**TASK TO CARRY OUT**
Would you repeat the lines from the one with "Question. The photograph above contains instances of the kayak" through the final line, both included, and nothing else? No pictures belong in the copy.

....

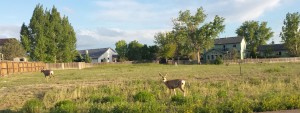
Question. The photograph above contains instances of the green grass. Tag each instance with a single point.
(115, 88)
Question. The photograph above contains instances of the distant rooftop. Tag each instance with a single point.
(228, 40)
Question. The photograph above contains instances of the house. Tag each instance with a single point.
(100, 55)
(272, 51)
(227, 48)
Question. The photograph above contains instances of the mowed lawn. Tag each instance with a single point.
(210, 88)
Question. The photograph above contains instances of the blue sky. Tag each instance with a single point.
(101, 23)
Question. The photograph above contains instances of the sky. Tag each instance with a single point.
(101, 23)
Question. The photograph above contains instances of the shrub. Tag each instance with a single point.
(66, 106)
(144, 97)
(33, 106)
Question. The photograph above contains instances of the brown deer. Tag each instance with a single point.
(173, 84)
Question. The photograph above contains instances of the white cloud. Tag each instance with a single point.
(241, 10)
(102, 37)
(68, 10)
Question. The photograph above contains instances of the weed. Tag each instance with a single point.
(33, 106)
(65, 106)
(144, 97)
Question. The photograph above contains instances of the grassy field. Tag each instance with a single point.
(139, 88)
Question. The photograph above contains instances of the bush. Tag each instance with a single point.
(33, 106)
(144, 97)
(66, 106)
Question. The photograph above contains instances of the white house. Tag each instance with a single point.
(100, 55)
(223, 47)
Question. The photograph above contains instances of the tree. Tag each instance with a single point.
(121, 48)
(165, 44)
(49, 37)
(199, 38)
(153, 51)
(255, 34)
(12, 48)
(291, 33)
(134, 50)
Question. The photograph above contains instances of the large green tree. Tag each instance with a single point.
(166, 45)
(199, 37)
(255, 34)
(134, 50)
(291, 33)
(48, 37)
(12, 48)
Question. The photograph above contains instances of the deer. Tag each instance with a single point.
(173, 84)
(47, 73)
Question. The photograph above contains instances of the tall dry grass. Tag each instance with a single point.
(113, 88)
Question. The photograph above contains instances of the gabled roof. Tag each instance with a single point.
(228, 40)
(219, 51)
(273, 47)
(4, 40)
(95, 53)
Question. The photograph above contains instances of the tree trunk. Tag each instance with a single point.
(198, 57)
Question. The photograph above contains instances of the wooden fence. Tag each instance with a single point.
(7, 68)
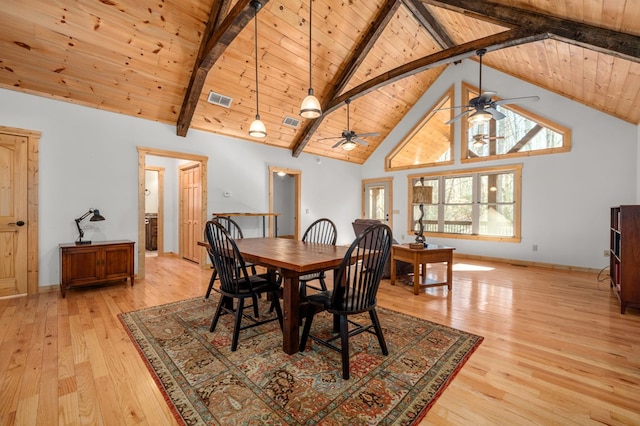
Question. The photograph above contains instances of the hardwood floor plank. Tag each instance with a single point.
(556, 349)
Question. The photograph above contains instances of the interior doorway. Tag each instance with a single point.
(170, 220)
(154, 211)
(284, 199)
(377, 200)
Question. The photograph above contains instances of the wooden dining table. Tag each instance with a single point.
(292, 259)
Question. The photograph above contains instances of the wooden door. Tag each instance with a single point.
(376, 200)
(13, 214)
(190, 208)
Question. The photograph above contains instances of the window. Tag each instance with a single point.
(520, 133)
(475, 204)
(430, 142)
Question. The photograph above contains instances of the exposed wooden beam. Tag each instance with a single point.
(525, 139)
(211, 49)
(430, 23)
(603, 40)
(498, 41)
(356, 58)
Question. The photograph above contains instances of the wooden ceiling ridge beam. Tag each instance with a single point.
(514, 37)
(599, 39)
(357, 57)
(430, 23)
(217, 37)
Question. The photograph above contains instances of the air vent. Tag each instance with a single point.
(218, 99)
(291, 122)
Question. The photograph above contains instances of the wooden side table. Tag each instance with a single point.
(98, 262)
(431, 254)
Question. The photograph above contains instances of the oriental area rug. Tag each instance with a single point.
(207, 384)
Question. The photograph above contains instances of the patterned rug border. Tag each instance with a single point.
(473, 339)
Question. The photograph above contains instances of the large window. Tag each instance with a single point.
(476, 204)
(519, 133)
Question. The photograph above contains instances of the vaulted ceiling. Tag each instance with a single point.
(160, 59)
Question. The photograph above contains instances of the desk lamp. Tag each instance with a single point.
(421, 195)
(95, 218)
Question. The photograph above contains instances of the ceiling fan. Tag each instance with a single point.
(480, 140)
(349, 138)
(482, 107)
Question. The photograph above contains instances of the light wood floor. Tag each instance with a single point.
(556, 349)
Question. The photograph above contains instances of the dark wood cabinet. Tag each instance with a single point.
(624, 255)
(95, 263)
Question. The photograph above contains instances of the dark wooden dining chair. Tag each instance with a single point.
(236, 284)
(354, 292)
(235, 232)
(321, 231)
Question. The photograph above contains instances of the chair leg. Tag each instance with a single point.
(275, 304)
(323, 284)
(214, 276)
(254, 298)
(344, 348)
(236, 327)
(307, 327)
(216, 315)
(376, 325)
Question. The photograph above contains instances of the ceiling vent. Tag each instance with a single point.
(291, 122)
(218, 99)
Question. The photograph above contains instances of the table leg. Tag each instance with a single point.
(450, 273)
(393, 271)
(291, 302)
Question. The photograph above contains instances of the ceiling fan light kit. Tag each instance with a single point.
(483, 108)
(348, 145)
(350, 139)
(310, 107)
(479, 117)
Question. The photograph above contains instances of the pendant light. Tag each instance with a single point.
(310, 107)
(257, 129)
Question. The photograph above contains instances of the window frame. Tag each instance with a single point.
(516, 169)
(467, 89)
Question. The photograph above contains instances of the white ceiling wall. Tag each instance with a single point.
(88, 158)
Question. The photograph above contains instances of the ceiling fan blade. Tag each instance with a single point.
(497, 115)
(333, 137)
(340, 142)
(462, 114)
(516, 100)
(364, 135)
(456, 107)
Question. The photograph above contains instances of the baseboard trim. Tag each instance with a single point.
(518, 262)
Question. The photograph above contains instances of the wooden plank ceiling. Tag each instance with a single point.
(159, 59)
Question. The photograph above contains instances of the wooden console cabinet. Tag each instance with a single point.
(624, 256)
(98, 262)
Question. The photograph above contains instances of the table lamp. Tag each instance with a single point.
(421, 195)
(95, 218)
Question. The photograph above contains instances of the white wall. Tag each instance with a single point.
(88, 158)
(566, 197)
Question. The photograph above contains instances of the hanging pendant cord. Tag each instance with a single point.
(310, 28)
(255, 18)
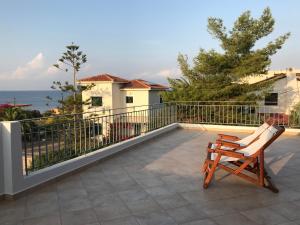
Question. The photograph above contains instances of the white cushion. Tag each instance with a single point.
(252, 148)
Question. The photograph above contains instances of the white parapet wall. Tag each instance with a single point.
(15, 182)
(1, 165)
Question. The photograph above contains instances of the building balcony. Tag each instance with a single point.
(151, 178)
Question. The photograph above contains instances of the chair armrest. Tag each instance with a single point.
(228, 137)
(229, 153)
(229, 144)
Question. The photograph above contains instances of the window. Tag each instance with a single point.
(129, 99)
(160, 99)
(96, 101)
(271, 99)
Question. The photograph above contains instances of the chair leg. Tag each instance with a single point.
(210, 171)
(264, 178)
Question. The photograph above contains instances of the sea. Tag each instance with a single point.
(37, 99)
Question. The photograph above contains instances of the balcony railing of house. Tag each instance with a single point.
(51, 140)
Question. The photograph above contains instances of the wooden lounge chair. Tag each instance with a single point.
(247, 163)
(237, 143)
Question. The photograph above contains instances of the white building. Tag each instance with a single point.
(285, 91)
(111, 92)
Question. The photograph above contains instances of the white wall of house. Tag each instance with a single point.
(288, 90)
(154, 97)
(101, 89)
(140, 99)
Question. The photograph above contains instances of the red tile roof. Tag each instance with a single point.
(105, 77)
(142, 84)
(128, 84)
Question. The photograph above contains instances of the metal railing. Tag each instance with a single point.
(234, 113)
(46, 143)
(50, 140)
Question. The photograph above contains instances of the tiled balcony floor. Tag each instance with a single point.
(159, 183)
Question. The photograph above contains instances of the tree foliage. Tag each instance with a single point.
(219, 75)
(72, 59)
(71, 101)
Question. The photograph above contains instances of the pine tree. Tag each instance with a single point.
(218, 75)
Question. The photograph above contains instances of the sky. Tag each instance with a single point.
(127, 38)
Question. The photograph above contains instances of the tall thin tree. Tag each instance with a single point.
(72, 59)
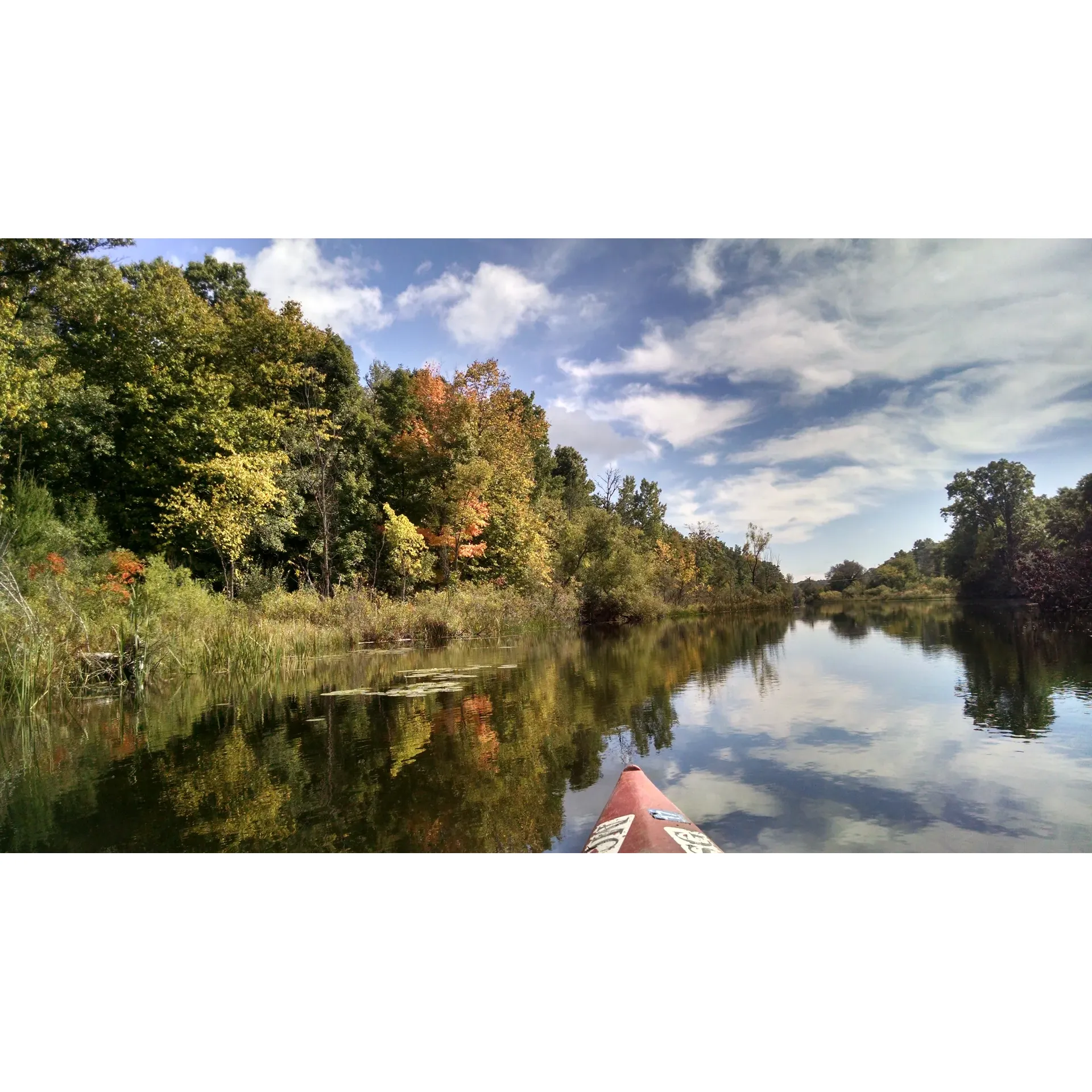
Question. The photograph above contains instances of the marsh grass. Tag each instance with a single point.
(59, 640)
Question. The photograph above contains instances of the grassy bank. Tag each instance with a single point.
(152, 624)
(114, 622)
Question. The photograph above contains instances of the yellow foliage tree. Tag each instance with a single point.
(409, 551)
(224, 504)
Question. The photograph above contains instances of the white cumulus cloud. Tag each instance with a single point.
(484, 309)
(330, 291)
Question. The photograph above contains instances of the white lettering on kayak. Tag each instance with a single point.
(693, 841)
(607, 837)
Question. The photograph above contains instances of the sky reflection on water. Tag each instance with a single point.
(913, 726)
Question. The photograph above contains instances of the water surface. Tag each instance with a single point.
(912, 726)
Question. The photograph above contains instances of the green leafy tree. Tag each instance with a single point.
(990, 511)
(839, 577)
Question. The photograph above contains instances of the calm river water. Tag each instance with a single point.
(917, 726)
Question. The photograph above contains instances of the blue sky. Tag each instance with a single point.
(824, 390)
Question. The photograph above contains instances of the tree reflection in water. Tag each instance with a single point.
(278, 766)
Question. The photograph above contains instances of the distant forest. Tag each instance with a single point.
(1006, 541)
(151, 411)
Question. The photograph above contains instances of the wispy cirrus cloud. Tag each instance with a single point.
(818, 318)
(942, 354)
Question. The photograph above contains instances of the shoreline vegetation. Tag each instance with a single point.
(192, 482)
(1006, 543)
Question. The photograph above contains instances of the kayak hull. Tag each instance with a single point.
(639, 818)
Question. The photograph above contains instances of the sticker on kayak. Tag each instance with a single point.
(607, 837)
(693, 841)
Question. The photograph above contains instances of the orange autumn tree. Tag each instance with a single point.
(461, 517)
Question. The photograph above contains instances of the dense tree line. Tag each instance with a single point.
(155, 410)
(1005, 542)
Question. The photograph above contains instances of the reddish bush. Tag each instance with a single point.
(1057, 581)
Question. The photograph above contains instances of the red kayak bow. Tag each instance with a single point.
(640, 819)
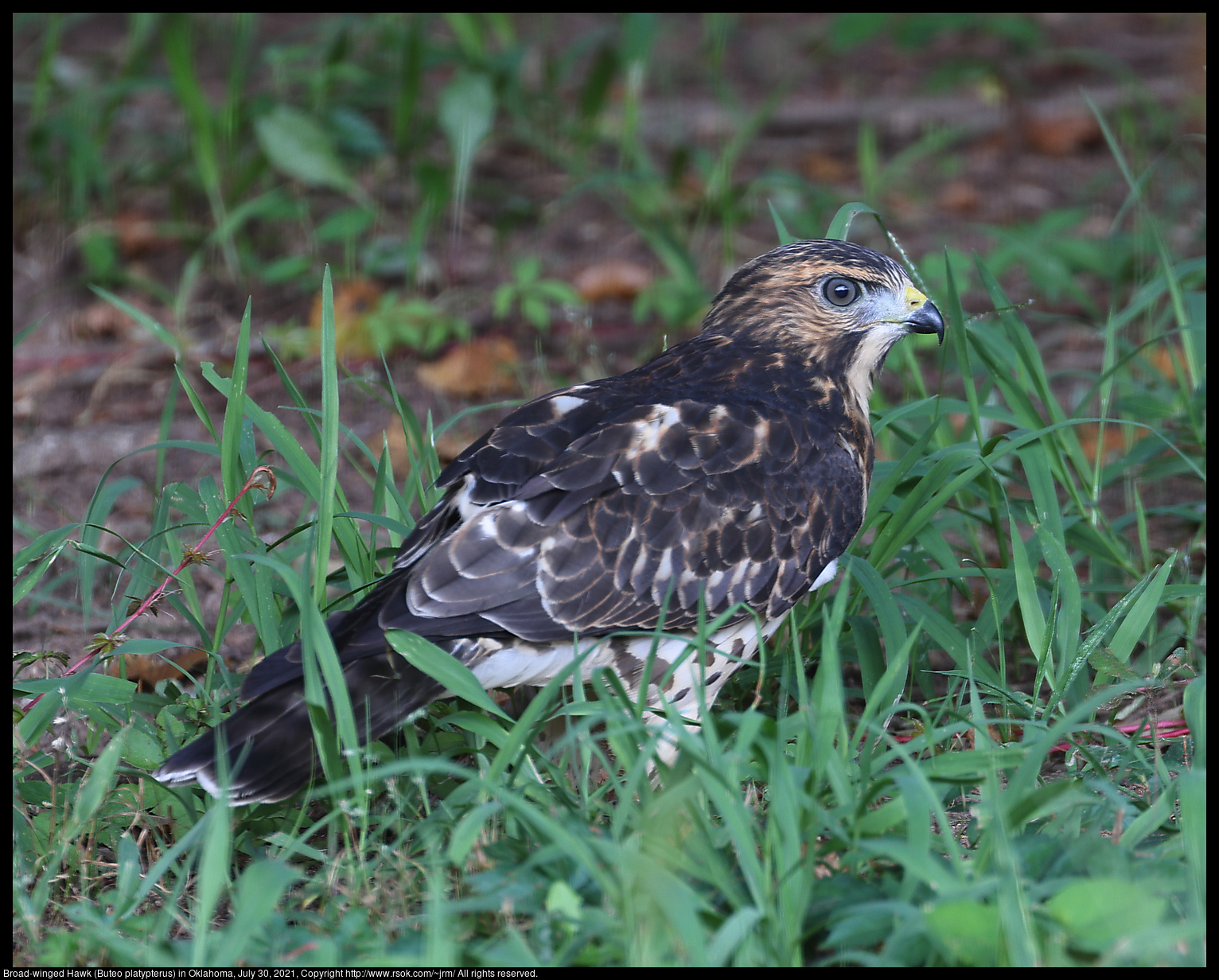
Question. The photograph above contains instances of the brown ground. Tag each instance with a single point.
(89, 388)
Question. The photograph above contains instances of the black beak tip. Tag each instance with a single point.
(927, 320)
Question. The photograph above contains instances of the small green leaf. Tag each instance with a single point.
(444, 667)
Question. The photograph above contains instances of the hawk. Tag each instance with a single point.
(722, 480)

....

**OUTPUT FOR THIS EXERCISE**
Question. The photograph above contains instances of the kayak hull. Tag each instance with a single point.
(639, 818)
Question. The photograph above contains instances of the sticker on kayak. Tag each instance with a single point.
(607, 837)
(693, 841)
Question. The photograph above contains instances of the orange autumn tree. Tag each instance with a single point.
(461, 517)
Question. The photograph above contains instances of the dense tree line. Tag each instance with a single point.
(155, 410)
(1005, 542)
Question. The photograph above contains instances of the reddish bush. Tag each instance with a single point.
(1057, 581)
Question. The photograph above contains instances of the red kayak bow. Tag each instance with a single point.
(640, 819)
Question. The photograph above contains instances of the brown ground. Tag each instance with a single point.
(89, 388)
Question. The photograph above contains instances of the black beak tip. Tag each instance with a single point.
(927, 320)
Question. The photograph above contains instances of the small green leaf. Tag each instance with a single point.
(444, 667)
Question. The photograph above contains instances of the hawk. Tag each instance with a single point.
(722, 480)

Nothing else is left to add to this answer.